## Problem details
Reproduce every record below verbatim, line for line, with no changes.

## Information shown
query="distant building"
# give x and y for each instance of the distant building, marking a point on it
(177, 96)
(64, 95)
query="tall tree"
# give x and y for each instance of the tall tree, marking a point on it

## Exercise result
query="distant building"
# give x and y for each instance of the distant building, marking a point on it
(177, 96)
(64, 95)
query="tall tree"
# give x and y for each instance of the tall tree, marking a point on it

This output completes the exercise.